Problem requirements: Pictures are to be omitted. Output only the lines from the one containing "Could you please indicate the concrete embankment" through the end of the data, word for word.

Material to process:
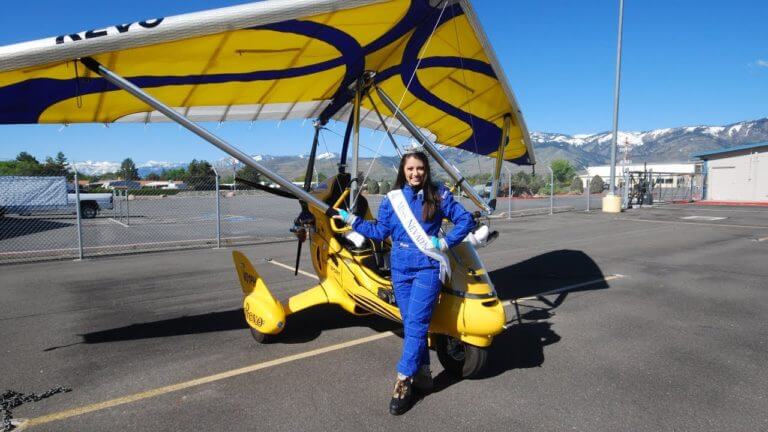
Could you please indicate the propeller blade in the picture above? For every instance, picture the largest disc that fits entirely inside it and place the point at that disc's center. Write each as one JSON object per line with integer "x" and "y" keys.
{"x": 298, "y": 258}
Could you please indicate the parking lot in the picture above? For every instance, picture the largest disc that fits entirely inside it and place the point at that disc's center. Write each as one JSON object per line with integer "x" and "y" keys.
{"x": 658, "y": 324}
{"x": 187, "y": 221}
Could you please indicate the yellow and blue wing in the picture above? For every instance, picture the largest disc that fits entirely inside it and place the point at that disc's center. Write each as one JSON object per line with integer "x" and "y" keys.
{"x": 278, "y": 60}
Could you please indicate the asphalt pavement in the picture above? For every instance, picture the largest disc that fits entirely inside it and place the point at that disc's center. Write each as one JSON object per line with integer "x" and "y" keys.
{"x": 661, "y": 327}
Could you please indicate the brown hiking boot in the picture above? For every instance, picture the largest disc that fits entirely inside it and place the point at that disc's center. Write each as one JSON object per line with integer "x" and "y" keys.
{"x": 401, "y": 397}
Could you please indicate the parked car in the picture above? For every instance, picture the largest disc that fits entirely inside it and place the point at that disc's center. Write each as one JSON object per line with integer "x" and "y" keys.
{"x": 25, "y": 196}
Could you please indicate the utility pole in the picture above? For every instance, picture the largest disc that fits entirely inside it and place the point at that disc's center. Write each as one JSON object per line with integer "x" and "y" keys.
{"x": 611, "y": 202}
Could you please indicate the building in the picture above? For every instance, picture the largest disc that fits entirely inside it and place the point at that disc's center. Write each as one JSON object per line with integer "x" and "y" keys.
{"x": 735, "y": 174}
{"x": 664, "y": 174}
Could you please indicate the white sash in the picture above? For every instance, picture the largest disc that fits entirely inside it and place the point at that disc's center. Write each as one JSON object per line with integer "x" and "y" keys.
{"x": 417, "y": 234}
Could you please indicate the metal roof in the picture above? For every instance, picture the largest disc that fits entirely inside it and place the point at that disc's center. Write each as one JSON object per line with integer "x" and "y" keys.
{"x": 706, "y": 155}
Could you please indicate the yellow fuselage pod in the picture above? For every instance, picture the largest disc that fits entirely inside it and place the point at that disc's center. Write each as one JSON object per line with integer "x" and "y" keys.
{"x": 262, "y": 311}
{"x": 469, "y": 310}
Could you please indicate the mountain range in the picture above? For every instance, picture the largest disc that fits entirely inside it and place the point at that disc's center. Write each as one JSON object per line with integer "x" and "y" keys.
{"x": 659, "y": 145}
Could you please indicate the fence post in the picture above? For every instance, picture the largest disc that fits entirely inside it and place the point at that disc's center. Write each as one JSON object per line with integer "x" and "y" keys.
{"x": 625, "y": 191}
{"x": 218, "y": 210}
{"x": 79, "y": 217}
{"x": 509, "y": 193}
{"x": 588, "y": 191}
{"x": 551, "y": 190}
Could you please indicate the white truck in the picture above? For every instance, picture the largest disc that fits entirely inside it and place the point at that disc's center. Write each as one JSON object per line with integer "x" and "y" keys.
{"x": 25, "y": 195}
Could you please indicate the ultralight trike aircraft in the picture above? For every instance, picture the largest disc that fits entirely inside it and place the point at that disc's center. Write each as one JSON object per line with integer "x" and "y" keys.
{"x": 306, "y": 59}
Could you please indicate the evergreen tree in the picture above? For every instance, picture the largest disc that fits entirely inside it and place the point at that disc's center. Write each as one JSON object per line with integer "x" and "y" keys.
{"x": 26, "y": 157}
{"x": 596, "y": 185}
{"x": 128, "y": 170}
{"x": 563, "y": 171}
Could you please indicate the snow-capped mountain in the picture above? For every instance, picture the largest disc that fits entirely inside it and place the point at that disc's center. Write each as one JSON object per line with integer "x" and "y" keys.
{"x": 668, "y": 144}
{"x": 321, "y": 156}
{"x": 97, "y": 167}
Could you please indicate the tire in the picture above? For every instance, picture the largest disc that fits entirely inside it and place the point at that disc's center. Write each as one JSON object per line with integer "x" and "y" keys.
{"x": 88, "y": 210}
{"x": 459, "y": 358}
{"x": 259, "y": 337}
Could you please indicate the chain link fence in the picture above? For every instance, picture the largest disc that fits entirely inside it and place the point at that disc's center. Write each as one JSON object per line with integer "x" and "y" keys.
{"x": 40, "y": 219}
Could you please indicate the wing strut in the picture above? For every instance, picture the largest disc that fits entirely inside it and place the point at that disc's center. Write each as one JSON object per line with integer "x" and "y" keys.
{"x": 433, "y": 151}
{"x": 203, "y": 133}
{"x": 499, "y": 162}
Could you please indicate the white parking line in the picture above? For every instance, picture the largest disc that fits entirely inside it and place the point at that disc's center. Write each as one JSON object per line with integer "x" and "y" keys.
{"x": 118, "y": 222}
{"x": 693, "y": 223}
{"x": 197, "y": 382}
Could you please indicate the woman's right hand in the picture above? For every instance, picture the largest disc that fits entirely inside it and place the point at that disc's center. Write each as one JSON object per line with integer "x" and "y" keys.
{"x": 345, "y": 216}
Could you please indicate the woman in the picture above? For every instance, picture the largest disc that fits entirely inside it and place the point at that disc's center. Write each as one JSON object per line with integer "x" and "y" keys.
{"x": 416, "y": 265}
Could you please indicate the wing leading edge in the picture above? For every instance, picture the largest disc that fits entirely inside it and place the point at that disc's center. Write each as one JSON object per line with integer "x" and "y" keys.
{"x": 278, "y": 60}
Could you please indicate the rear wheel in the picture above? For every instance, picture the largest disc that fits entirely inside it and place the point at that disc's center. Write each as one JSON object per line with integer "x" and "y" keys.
{"x": 459, "y": 358}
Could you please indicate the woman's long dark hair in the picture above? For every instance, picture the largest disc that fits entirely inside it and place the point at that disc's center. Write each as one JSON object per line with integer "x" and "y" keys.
{"x": 431, "y": 197}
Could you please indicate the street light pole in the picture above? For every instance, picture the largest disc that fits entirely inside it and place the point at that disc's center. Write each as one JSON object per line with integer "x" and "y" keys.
{"x": 612, "y": 203}
{"x": 509, "y": 192}
{"x": 551, "y": 190}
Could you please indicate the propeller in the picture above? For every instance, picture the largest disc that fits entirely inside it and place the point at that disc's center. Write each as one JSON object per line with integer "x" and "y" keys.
{"x": 305, "y": 218}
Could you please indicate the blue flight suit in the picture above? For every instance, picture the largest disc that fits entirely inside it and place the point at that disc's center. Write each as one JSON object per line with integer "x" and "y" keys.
{"x": 415, "y": 276}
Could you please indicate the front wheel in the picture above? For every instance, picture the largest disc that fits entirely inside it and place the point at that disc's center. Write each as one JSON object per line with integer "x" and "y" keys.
{"x": 459, "y": 358}
{"x": 258, "y": 336}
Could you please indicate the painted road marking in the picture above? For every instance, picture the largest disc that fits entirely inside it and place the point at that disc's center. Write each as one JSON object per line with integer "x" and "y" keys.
{"x": 694, "y": 223}
{"x": 286, "y": 266}
{"x": 706, "y": 218}
{"x": 61, "y": 415}
{"x": 567, "y": 288}
{"x": 118, "y": 222}
{"x": 74, "y": 412}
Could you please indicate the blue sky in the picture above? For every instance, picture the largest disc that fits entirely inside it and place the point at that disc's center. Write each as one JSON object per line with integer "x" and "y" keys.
{"x": 685, "y": 62}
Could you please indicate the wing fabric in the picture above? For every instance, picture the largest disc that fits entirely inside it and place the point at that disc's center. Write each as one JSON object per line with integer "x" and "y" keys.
{"x": 299, "y": 62}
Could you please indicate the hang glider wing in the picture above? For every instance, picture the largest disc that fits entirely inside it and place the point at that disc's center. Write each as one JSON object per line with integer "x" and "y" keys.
{"x": 278, "y": 59}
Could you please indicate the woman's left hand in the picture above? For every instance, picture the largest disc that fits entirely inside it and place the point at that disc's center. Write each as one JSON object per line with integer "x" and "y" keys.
{"x": 439, "y": 244}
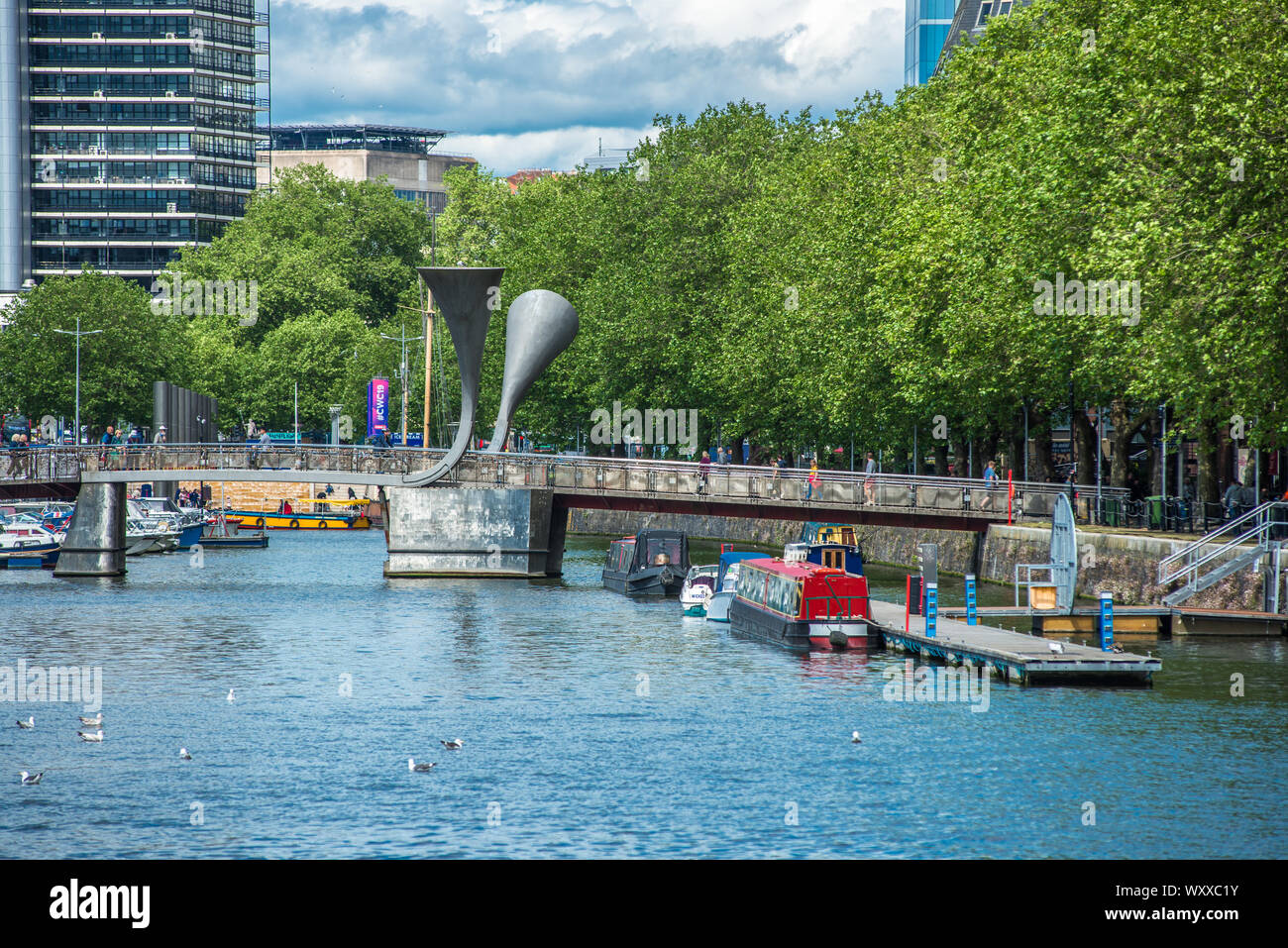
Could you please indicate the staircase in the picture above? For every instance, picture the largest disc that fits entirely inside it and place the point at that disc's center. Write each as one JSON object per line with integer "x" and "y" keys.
{"x": 1237, "y": 545}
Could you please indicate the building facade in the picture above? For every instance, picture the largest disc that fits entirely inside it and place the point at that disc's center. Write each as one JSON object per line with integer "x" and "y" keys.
{"x": 926, "y": 24}
{"x": 970, "y": 21}
{"x": 404, "y": 158}
{"x": 129, "y": 130}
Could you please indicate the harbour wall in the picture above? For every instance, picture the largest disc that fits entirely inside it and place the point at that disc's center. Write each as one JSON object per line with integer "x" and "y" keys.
{"x": 1125, "y": 565}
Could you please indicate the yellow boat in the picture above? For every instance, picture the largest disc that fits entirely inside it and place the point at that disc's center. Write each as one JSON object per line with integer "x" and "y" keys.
{"x": 307, "y": 514}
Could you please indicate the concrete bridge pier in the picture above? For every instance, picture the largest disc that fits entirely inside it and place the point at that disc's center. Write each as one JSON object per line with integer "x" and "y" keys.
{"x": 95, "y": 536}
{"x": 477, "y": 532}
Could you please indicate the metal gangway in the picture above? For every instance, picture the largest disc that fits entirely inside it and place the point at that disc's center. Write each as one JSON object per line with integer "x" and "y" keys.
{"x": 1239, "y": 544}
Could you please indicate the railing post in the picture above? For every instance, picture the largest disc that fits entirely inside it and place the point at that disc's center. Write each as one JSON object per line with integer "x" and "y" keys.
{"x": 1107, "y": 621}
{"x": 931, "y": 608}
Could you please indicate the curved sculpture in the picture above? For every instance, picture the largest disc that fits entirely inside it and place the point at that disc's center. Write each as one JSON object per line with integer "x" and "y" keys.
{"x": 539, "y": 326}
{"x": 463, "y": 295}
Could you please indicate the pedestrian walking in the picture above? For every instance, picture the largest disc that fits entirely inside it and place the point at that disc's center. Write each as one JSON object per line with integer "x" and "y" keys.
{"x": 870, "y": 484}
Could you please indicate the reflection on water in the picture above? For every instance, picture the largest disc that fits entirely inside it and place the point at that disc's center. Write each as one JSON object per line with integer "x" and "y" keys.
{"x": 545, "y": 682}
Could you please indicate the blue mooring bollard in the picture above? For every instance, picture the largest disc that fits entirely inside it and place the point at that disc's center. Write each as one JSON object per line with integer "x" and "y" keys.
{"x": 931, "y": 608}
{"x": 1107, "y": 621}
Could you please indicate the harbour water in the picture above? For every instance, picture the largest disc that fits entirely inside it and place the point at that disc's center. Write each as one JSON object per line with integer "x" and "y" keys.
{"x": 593, "y": 725}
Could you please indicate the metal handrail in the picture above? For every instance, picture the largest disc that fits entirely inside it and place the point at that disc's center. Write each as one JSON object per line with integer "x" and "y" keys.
{"x": 1262, "y": 522}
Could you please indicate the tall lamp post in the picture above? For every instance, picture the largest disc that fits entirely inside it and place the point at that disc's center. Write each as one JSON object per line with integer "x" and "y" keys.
{"x": 404, "y": 339}
{"x": 77, "y": 334}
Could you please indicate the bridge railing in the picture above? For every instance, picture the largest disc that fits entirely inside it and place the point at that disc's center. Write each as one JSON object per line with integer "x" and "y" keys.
{"x": 962, "y": 496}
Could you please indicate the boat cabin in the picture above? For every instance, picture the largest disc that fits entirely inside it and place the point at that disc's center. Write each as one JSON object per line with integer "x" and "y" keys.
{"x": 803, "y": 591}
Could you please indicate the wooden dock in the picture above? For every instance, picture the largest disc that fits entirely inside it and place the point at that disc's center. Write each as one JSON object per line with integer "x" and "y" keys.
{"x": 1145, "y": 620}
{"x": 1016, "y": 656}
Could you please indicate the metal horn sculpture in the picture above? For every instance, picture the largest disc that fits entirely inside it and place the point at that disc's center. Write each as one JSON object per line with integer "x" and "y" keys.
{"x": 465, "y": 295}
{"x": 539, "y": 326}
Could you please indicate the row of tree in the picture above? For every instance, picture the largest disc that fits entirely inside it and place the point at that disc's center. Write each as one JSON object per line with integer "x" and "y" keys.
{"x": 1085, "y": 210}
{"x": 1089, "y": 200}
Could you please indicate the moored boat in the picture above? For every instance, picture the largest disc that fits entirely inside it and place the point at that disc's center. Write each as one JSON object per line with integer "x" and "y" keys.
{"x": 698, "y": 586}
{"x": 802, "y": 604}
{"x": 652, "y": 563}
{"x": 726, "y": 582}
{"x": 305, "y": 514}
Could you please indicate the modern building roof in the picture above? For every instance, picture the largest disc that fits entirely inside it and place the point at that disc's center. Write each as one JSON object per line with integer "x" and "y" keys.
{"x": 969, "y": 22}
{"x": 385, "y": 138}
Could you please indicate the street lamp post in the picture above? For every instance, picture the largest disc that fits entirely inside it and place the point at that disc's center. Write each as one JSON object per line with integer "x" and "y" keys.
{"x": 77, "y": 334}
{"x": 404, "y": 339}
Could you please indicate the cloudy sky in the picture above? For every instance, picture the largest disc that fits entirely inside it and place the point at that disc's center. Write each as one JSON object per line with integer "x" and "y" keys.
{"x": 539, "y": 84}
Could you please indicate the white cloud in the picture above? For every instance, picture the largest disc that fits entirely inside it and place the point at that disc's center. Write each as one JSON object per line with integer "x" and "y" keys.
{"x": 523, "y": 82}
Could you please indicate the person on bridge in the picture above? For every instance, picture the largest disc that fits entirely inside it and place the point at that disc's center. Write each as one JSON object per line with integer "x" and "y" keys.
{"x": 991, "y": 481}
{"x": 1233, "y": 494}
{"x": 870, "y": 484}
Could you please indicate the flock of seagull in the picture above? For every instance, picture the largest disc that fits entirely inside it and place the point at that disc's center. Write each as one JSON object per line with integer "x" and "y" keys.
{"x": 95, "y": 737}
{"x": 90, "y": 737}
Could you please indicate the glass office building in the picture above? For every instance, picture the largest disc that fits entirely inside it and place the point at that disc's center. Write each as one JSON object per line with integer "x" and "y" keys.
{"x": 926, "y": 25}
{"x": 137, "y": 127}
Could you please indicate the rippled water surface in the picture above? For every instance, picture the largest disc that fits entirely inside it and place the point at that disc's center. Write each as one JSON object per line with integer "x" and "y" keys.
{"x": 593, "y": 727}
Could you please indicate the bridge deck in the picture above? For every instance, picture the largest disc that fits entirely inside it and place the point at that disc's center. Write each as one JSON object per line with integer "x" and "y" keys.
{"x": 576, "y": 481}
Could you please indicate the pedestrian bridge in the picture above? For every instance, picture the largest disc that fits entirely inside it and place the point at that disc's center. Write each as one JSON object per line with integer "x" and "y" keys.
{"x": 510, "y": 509}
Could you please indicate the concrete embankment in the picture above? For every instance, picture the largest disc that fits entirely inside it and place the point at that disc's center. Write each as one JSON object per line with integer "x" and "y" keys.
{"x": 1121, "y": 563}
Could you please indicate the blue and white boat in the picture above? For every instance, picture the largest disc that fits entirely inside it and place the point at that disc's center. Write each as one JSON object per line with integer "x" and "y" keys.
{"x": 726, "y": 582}
{"x": 698, "y": 587}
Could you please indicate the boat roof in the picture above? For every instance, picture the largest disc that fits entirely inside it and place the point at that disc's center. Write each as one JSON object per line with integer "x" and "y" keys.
{"x": 797, "y": 571}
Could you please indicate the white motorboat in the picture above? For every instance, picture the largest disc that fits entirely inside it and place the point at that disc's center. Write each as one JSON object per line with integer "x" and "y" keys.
{"x": 698, "y": 586}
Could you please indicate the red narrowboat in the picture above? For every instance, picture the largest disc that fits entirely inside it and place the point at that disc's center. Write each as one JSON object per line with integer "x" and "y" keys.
{"x": 803, "y": 605}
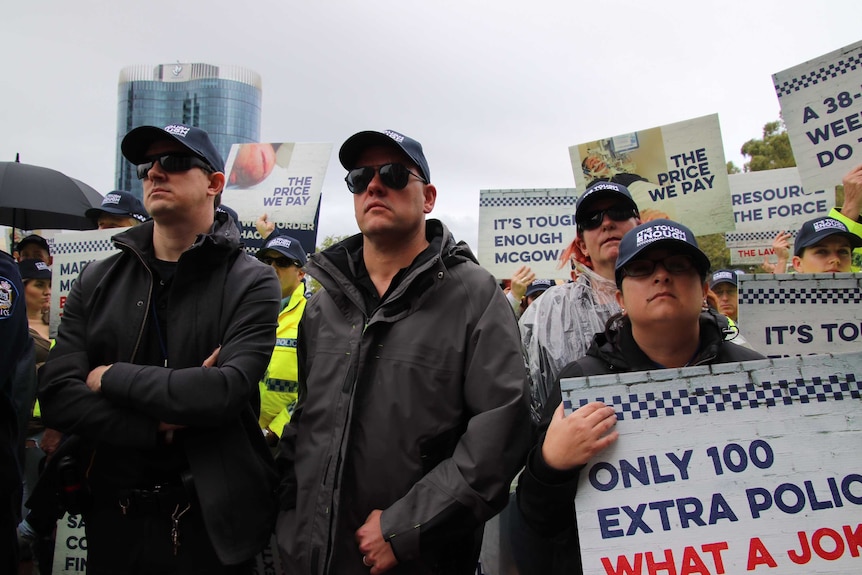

Task output:
Could you please indicate the concrete embankment in the picture above? For every instance, picture the largest disc that fits entirely inside it and place the point at that disc's center. Write each as one JSON object per line with integer "x" and "y" keys.
{"x": 1121, "y": 563}
Could you please indicate the blue and white boat in the picture above? For every instance, picture the largest disc that fits entirely inside it and place the point at that disc's center. Write each as one JSON object per line with integer "x" and "y" keys.
{"x": 726, "y": 582}
{"x": 698, "y": 587}
Could you please indicate the boat roof in the picture above? For every instance, picture the largest disc that fits entirely inside it and place the point at that disc's center. Write each as one JSON object per line with integer "x" and "y" keys.
{"x": 797, "y": 571}
Could you please indicate the white motorboat in the picture above? For every instance, picture the largest disc that fits entirely inside it and place the point at that disc's center. Write each as one JSON object per line with integer "x" and "y" keys.
{"x": 698, "y": 586}
Could you please indicate the red narrowboat in the picture above? For every instance, picture the largest disc that fits entirely inside it and place the point at that disc's center. Write each as one JSON object per line with integer "x" and "y" keys.
{"x": 803, "y": 605}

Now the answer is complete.